* **Action item**
The answer must be an exact copy of all the data below.

____ Given information

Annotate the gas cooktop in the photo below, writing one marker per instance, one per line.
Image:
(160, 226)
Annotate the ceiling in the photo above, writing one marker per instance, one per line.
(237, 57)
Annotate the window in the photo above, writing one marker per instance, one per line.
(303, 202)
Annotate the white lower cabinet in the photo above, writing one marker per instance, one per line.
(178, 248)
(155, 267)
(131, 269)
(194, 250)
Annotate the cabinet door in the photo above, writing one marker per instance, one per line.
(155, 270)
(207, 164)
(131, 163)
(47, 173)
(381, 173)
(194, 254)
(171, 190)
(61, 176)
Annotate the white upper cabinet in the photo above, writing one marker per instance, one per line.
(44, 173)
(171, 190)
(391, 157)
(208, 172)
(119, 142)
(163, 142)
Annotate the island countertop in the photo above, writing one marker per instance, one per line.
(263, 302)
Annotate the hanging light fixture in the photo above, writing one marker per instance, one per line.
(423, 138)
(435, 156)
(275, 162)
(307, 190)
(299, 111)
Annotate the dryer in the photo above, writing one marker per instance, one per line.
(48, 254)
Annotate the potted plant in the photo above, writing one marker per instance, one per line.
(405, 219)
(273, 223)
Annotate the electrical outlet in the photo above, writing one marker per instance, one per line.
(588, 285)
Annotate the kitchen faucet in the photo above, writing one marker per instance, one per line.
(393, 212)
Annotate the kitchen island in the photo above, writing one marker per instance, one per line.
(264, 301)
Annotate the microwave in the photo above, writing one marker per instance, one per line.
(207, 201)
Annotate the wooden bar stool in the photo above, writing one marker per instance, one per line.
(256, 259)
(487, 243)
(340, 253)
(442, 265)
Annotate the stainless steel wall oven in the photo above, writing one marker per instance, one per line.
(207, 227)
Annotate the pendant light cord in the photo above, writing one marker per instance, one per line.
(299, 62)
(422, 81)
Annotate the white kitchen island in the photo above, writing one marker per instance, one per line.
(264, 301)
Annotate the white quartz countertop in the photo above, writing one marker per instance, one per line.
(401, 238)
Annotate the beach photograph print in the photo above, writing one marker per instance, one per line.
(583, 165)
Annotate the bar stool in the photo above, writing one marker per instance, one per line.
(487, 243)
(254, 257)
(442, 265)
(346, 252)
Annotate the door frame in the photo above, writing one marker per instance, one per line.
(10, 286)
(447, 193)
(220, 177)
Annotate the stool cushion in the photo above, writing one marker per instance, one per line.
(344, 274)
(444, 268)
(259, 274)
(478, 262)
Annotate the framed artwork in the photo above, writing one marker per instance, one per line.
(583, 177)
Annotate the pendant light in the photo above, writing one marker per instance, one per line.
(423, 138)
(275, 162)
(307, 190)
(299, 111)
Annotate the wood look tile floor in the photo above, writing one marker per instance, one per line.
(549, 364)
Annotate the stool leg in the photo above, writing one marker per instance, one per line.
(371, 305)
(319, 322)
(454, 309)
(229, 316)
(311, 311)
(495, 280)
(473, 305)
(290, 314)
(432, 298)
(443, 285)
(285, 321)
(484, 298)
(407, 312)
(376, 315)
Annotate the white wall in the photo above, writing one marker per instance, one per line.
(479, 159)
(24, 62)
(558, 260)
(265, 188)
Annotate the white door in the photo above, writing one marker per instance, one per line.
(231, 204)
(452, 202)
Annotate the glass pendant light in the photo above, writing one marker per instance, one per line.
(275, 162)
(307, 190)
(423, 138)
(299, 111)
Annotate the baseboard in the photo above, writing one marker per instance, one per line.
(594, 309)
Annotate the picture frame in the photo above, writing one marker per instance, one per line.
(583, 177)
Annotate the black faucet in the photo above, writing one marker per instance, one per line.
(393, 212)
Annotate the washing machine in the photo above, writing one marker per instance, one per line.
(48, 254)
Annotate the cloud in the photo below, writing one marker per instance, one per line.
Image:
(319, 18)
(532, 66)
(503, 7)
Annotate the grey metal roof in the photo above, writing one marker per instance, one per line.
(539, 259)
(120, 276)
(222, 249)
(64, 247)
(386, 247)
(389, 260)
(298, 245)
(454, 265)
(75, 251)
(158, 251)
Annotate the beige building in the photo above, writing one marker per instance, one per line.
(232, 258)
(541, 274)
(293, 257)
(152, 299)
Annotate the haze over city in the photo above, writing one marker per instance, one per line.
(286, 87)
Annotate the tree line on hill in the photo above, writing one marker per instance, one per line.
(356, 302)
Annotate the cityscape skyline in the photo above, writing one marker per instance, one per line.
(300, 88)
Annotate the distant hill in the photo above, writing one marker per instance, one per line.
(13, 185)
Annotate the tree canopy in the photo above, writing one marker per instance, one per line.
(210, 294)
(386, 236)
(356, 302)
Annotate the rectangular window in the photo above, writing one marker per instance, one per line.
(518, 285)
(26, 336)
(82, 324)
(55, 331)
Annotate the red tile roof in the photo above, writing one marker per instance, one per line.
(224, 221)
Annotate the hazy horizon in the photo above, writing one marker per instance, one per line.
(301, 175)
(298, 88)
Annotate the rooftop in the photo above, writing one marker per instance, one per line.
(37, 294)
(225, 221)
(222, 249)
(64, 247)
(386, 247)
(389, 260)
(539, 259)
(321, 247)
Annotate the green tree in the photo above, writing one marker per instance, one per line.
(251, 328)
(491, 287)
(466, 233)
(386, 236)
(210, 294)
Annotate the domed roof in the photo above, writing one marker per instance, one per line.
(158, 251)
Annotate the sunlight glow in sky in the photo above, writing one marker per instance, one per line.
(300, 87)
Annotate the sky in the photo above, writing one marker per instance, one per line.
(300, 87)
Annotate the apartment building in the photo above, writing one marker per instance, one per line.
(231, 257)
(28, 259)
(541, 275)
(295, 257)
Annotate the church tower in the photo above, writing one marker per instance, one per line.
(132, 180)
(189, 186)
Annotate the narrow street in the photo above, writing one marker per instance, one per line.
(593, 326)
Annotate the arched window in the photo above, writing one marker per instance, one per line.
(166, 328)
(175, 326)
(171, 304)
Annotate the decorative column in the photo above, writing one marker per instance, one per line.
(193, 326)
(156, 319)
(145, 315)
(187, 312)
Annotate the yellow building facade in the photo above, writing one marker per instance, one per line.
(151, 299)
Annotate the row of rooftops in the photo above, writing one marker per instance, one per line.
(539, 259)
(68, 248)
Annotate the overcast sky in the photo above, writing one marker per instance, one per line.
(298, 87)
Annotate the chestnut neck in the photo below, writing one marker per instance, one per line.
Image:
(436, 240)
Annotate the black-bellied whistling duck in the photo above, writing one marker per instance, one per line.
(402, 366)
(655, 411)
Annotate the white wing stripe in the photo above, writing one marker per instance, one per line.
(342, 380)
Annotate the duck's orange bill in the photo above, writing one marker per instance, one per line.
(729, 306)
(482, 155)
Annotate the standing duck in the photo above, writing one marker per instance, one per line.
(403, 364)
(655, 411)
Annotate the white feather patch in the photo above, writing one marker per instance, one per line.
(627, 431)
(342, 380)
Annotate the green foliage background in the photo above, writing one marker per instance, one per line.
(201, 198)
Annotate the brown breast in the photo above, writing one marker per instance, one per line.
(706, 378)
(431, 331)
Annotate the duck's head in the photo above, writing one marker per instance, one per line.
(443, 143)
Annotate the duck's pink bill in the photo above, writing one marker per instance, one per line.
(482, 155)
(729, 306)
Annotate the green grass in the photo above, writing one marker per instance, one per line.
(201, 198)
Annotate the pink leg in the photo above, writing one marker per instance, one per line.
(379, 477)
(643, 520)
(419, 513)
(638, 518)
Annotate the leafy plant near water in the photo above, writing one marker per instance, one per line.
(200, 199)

________

* **Answer for the task**
Annotate the gas cooktop in the photo below, writing one marker per instance, one per line.
Image:
(160, 226)
Annotate the ceiling in the photo above, writing one marker per instance, one per line.
(237, 57)
Annotate the window in the photo above, writing one marker per instance, one per line.
(303, 202)
Annotate the white lower cabinet in the photo above, writing one marker per instance, one per line.
(178, 248)
(155, 267)
(131, 269)
(194, 250)
Annotate the cabinet door in the photo above, writing one marker per instance, one per line.
(155, 270)
(207, 164)
(131, 163)
(47, 173)
(381, 173)
(194, 254)
(171, 190)
(61, 176)
Annotate the white upper cabinet in the photo above, writing one marker per instance, one per line.
(44, 173)
(171, 190)
(391, 157)
(208, 172)
(119, 142)
(163, 142)
Annotate the island countertop in the photo above, writing one marker per instance, one per line.
(263, 302)
Annotate the hanging light fixture in the photo above, writing one marker per instance, one per line.
(423, 138)
(435, 156)
(275, 162)
(307, 190)
(299, 111)
Annotate the dryer in the photo above, writing one marker per instance, one per line.
(48, 254)
Annotate the potted plant in the photo above, writing one marker per instance, one per line.
(405, 219)
(273, 223)
Annotate the electrical outlet in the photo above, writing one marker per instance, one per line.
(588, 285)
Annotate the kitchen faucet in the photo above, writing one marker per instance, one per line.
(393, 212)
Annotate the kitchen island in the photo above, writing one marker per instance, one per line.
(264, 301)
Annotate the microwave in the photo above, writing one marker per instance, one per line.
(207, 201)
Annotate the wooden bar stool in the photo above, writing one marker per instance, one per line.
(256, 259)
(487, 243)
(340, 253)
(442, 265)
Annotate the stainless steel wall oven in the photo above, writing one marker per instance, one per line.
(207, 227)
Annotate the pendant light cord in the photo above, writing one marker per instance, one per line.
(299, 62)
(422, 81)
Annotate the white kitchen island in the photo above, writing one marker per instance, one per line.
(264, 301)
Annotate the white quartz countertop in the photo above, writing one marker per instance, one per line.
(401, 238)
Annotate the beach photograph print in the photo above, writing one marker per instance, one per line.
(583, 165)
Annotate the bar stool in the photo above, writing one marker per instance, one per line.
(487, 243)
(254, 257)
(442, 265)
(346, 252)
Annotate the door frame in the photo above, writing one marker per instance, one per line.
(10, 286)
(447, 193)
(220, 177)
Annotate the stool cushion in the photo above, writing one marker per instance, one per line.
(344, 274)
(444, 268)
(259, 274)
(478, 262)
Annotate the framed artwork in the photo above, writing one marker per instance, one per line.
(583, 177)
Annotate the pendant light in the photo above, writing one marker per instance, one per line.
(423, 138)
(275, 162)
(307, 190)
(299, 111)
Annotate the wood look tile floor in the photo above, writing one marker per instance, one per line.
(549, 364)
Annotate the stool leg in the photo above, writing one marker per instance, one per line.
(371, 305)
(319, 322)
(454, 309)
(229, 316)
(311, 311)
(495, 280)
(473, 305)
(290, 314)
(432, 298)
(443, 285)
(285, 321)
(484, 298)
(407, 312)
(376, 315)
Annotate the white wall in the photo above, writing one marker per instance, one per line.
(479, 159)
(24, 62)
(558, 260)
(265, 188)
Annotate the white door in the photo above, writing one marker per instance, one per line.
(231, 204)
(452, 202)
Annotate the glass pendant light in the photo above, writing one marker per instance, one per line.
(275, 162)
(307, 190)
(423, 138)
(299, 111)
Annotate the baseboard in the photo above, writing one marker per instance, one per line.
(594, 309)
Annotate the picture frame in the photo above, writing one marker per instance, one per line.
(583, 177)
Annotate the black faucet in the photo above, writing one marker per instance, one per line.
(393, 212)
Annotate the washing machine in the photo above, writing one marker per instance, one per line.
(48, 254)
Annotate the cloud in the photo below, writing one marker per instance, one per line.
Image:
(319, 18)
(532, 66)
(503, 7)
Annotate the grey metal roof in the photo above, writing one marker per instance, one per line.
(539, 259)
(120, 276)
(222, 249)
(64, 247)
(386, 247)
(389, 260)
(298, 245)
(454, 265)
(75, 251)
(158, 251)
Annotate the beige building in the photo above, writing one marker per instance, one per line.
(232, 258)
(541, 274)
(293, 257)
(152, 299)
Annotate the haze over city in the photo above, writing one marker per instance, one per line.
(286, 87)
Annotate the tree line on hill in the photo above, writing one marker per instance, one per line.
(356, 302)
Annotate the cityscape skyline in the photo above, writing one marker per instance, one per line.
(300, 88)
Annotate the distant hill in the photo above, writing one marker per instance, one per line.
(13, 185)
Annotate the tree canopy in the photo above, writing one marker per instance, one per line.
(210, 294)
(386, 236)
(356, 302)
Annotate the rectangular window in the photo above, writing one marker per instance, one per line.
(518, 285)
(26, 336)
(82, 324)
(55, 331)
Annotate the red tile roof in the photo above, writing one marker per instance, one per line.
(224, 221)
Annotate the hazy horizon in the photo above, writing one marker per instance, one per line.
(301, 175)
(298, 88)
Annotate the rooftop in the photo above, writing one marker per instance, one per line.
(37, 294)
(225, 221)
(222, 249)
(64, 247)
(386, 247)
(389, 260)
(539, 259)
(321, 247)
Annotate the green tree in the photo above, writing one marker per instance, one per line.
(251, 328)
(491, 287)
(466, 233)
(386, 236)
(210, 294)
Annotate the domed roof in the photo above, writing one marker per instance, one per line.
(158, 251)
Annotate the sunlight glow in sky in the photo above, writing one marker per instance, one per line.
(300, 87)
Annotate the sky in the photo above, writing one marker per instance, one per line.
(300, 87)
Annotate the apartment building in the photo above, writing one marker per instance, one per line.
(231, 257)
(28, 259)
(541, 275)
(295, 257)
Annotate the church tower in the photo above, writing one marker per instance, one per line.
(132, 180)
(189, 186)
Annotate the narrow street in the photo above, writing one marker per instance, one per line.
(593, 326)
Annotate the arched window in the photo above, writing one marker per instance, one per line.
(166, 328)
(175, 326)
(171, 304)
Annotate the decorative column in the photo above, writing one marker per instance, one per line.
(193, 326)
(156, 319)
(145, 315)
(187, 312)
Annotate the yellow building facade in the photo above, writing one marker per instance, one per line.
(151, 299)
Annotate the row of rooftops in the photo above, writing one marker per instance, one per line.
(539, 259)
(68, 248)
Annotate the overcast sky in the photo above, writing one marker per instance, one per line.
(298, 87)
Annotate the chestnut neck in the photo below, writing one marker per instance, one per line.
Image:
(436, 240)
Annotate the black-bellied whistling duck in the photo above, writing one marker per instance, one per line.
(402, 366)
(655, 411)
Annotate the white wing stripe in the photo above, writing one marker per instance, one per line.
(342, 380)
Annotate the duck's orange bill in the photo above, writing one marker per instance, one per line.
(729, 306)
(482, 155)
Annotate the standing duck in the photo above, writing one marker per instance, one per line.
(403, 364)
(655, 411)
Annotate the white feather patch in the photo above, writing one marker per instance, one per line.
(627, 431)
(342, 380)
Annotate the green foliage background in the photo above, writing one marker per instance, one per line.
(201, 198)
Annotate the brown breast in the photo above, writing one marker per instance, one per line.
(706, 378)
(431, 331)
Annotate the duck's head in the photo above, writing one marker per instance, one per line.
(443, 143)
Annotate the duck's pink bill in the photo above, writing one marker per instance, one per line.
(482, 155)
(729, 306)
Annotate the green grass in the photo above, writing one marker per instance, one per line.
(201, 198)
Annotate the pink leg in the photo above, writing one marker per instance, one per line.
(379, 477)
(643, 520)
(419, 513)
(638, 518)
Annotate the leafy plant near water in the photo above, writing one marker per instance, one per line.
(200, 199)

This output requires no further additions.